To be done:
Make an exact copy of the entries, and keep any pictures out of it.

Record excerpts:
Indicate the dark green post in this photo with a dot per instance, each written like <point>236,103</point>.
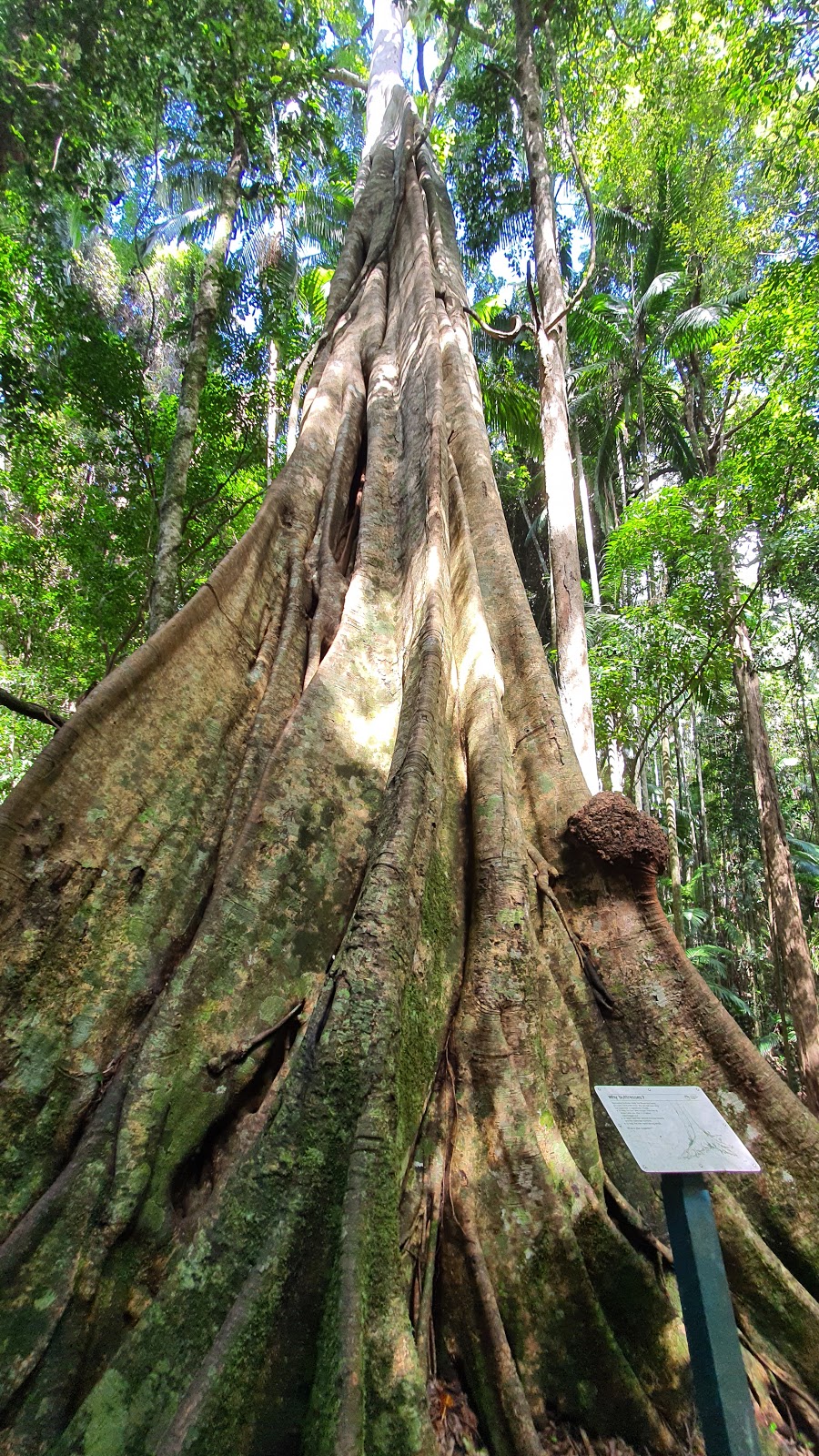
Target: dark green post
<point>720,1385</point>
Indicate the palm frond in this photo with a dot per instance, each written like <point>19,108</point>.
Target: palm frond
<point>511,410</point>
<point>617,229</point>
<point>659,286</point>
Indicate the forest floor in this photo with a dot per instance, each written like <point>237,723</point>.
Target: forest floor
<point>458,1434</point>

Worked answer:
Indicate the dark green post in this photo with a dot per instance, each written like <point>236,103</point>.
Target: dark green post
<point>720,1385</point>
Indicate the palm frond in this photo with a dot per instance, each written like <point>19,108</point>.
Target: palm frond
<point>511,410</point>
<point>617,229</point>
<point>659,286</point>
Indicate the forest floor in this photo with a dot per instance, each written like <point>237,723</point>.
Target: forest floor
<point>458,1434</point>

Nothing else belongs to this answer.